**TASK DETAILS**
Return the text of each item below verbatim, line by line, and leave out the pictures.

------ DATASET ROWS

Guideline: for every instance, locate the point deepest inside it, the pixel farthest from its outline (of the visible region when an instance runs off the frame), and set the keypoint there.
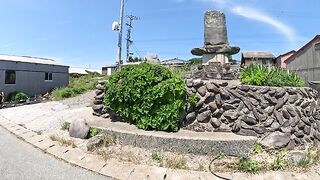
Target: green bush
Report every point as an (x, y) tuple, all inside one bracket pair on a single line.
[(151, 96), (17, 96), (260, 75), (248, 165)]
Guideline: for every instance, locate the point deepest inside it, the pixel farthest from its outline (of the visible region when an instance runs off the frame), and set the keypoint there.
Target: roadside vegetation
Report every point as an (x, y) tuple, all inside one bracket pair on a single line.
[(149, 95), (77, 86), (261, 75)]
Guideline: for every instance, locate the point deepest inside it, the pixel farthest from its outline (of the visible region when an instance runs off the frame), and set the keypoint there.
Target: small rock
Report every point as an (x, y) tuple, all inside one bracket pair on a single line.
[(197, 83), (275, 140), (216, 123), (212, 87), (218, 100), (268, 122), (97, 107), (299, 134), (79, 128), (295, 156), (204, 117), (191, 117), (227, 107), (100, 87), (249, 120), (213, 106), (285, 114), (236, 126)]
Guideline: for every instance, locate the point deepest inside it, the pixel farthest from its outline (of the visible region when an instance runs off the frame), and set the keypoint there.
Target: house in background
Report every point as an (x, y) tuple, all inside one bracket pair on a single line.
[(31, 75), (306, 61), (259, 57), (76, 72), (173, 62), (109, 70), (280, 61)]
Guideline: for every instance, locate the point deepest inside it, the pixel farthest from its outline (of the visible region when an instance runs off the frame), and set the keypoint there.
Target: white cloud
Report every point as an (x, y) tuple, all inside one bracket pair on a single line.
[(254, 14)]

------------

**ANSWER FOR THE TASK**
Guideline: for every instance, locate the point deepest inside it, the pixel farthest from its outline (of the visible region when an instance runs off the frame), and set the keypoint there.
Target: green bush
Report every point as an (x, y) tuple, all inside one bracket pair on a single line.
[(151, 96), (17, 96), (260, 75), (248, 165)]
Guideline: for every instance, locate the point deepest inside it, the pixel farthest from its outline (of the visible region when an instance runs off the frame), and set the keypoint there.
Target: roadside vegetation
Report every point as an (x, y) tuple, all inside one bracket pair on a single line.
[(149, 95), (77, 86), (261, 75)]
Guideline: for every instance, locate the point deepest inside it, the pixel farthest from its outline (of the visible region when an instance runs off the frame), and set the keypoint there.
Target: small rock
Report every point as an (x, y) tuple, all inside one bracket pair on a single line.
[(197, 83), (275, 140), (216, 123), (212, 87), (218, 100), (268, 122), (97, 107), (299, 134), (79, 128), (295, 156), (204, 117), (191, 117), (227, 107), (100, 87), (249, 120), (213, 106), (285, 114), (236, 126)]
Guideline: for every instance, locate the point deepest inside it, the pixel farthest from its outline (of the visible region when an instance runs off the frame), and set the keypoint there.
Target: house in background
Report every point as an (x, y) tuple, all inside one bracket pair on a single line.
[(31, 75), (306, 61), (259, 57), (76, 72), (173, 62), (109, 70), (280, 61)]
Guideline: for every instance, locate the point deepest inside it, the pixel farthest from its outline (of the visible region when an instance runs off the frame), and set the keypoint there.
Target: white cloud
Report every point as an (x, y) tuple, all inside one bracket pair on a single line.
[(254, 14)]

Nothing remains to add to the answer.